DATA EXCERPTS Block Start
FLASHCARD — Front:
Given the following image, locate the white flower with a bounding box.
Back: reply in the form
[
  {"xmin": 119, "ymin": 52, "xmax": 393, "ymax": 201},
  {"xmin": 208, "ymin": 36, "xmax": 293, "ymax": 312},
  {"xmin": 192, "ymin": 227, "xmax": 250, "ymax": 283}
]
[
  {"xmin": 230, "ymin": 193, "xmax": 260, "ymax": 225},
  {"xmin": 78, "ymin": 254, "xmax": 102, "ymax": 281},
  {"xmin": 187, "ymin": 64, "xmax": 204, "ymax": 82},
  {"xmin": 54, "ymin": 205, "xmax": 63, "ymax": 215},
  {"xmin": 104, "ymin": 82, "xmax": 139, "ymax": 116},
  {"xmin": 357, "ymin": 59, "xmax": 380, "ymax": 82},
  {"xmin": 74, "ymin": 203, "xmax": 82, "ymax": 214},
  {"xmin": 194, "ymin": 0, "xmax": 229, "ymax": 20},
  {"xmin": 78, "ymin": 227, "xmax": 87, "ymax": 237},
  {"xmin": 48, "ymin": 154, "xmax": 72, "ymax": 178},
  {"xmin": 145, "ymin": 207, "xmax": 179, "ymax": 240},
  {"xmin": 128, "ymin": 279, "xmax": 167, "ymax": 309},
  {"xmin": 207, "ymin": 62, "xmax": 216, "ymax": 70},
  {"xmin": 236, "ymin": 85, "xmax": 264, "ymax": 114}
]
DATA EXCERPTS Block End
> **REQUIRED WORK**:
Return every entry exactly as given.

> **WRITTEN SOLUTION**:
FLASHCARD — Front:
Given the following image, locate the white flower with a bounding box.
Back: reply in the form
[
  {"xmin": 119, "ymin": 52, "xmax": 393, "ymax": 201},
  {"xmin": 208, "ymin": 36, "xmax": 293, "ymax": 312},
  {"xmin": 192, "ymin": 227, "xmax": 250, "ymax": 283}
]
[
  {"xmin": 230, "ymin": 193, "xmax": 260, "ymax": 225},
  {"xmin": 78, "ymin": 254, "xmax": 102, "ymax": 281},
  {"xmin": 187, "ymin": 64, "xmax": 204, "ymax": 82},
  {"xmin": 54, "ymin": 205, "xmax": 63, "ymax": 215},
  {"xmin": 104, "ymin": 82, "xmax": 139, "ymax": 116},
  {"xmin": 357, "ymin": 59, "xmax": 380, "ymax": 82},
  {"xmin": 74, "ymin": 203, "xmax": 82, "ymax": 214},
  {"xmin": 194, "ymin": 0, "xmax": 229, "ymax": 20},
  {"xmin": 78, "ymin": 227, "xmax": 87, "ymax": 237},
  {"xmin": 48, "ymin": 154, "xmax": 72, "ymax": 178},
  {"xmin": 145, "ymin": 207, "xmax": 179, "ymax": 240},
  {"xmin": 128, "ymin": 279, "xmax": 167, "ymax": 309},
  {"xmin": 207, "ymin": 62, "xmax": 216, "ymax": 70},
  {"xmin": 236, "ymin": 85, "xmax": 264, "ymax": 114}
]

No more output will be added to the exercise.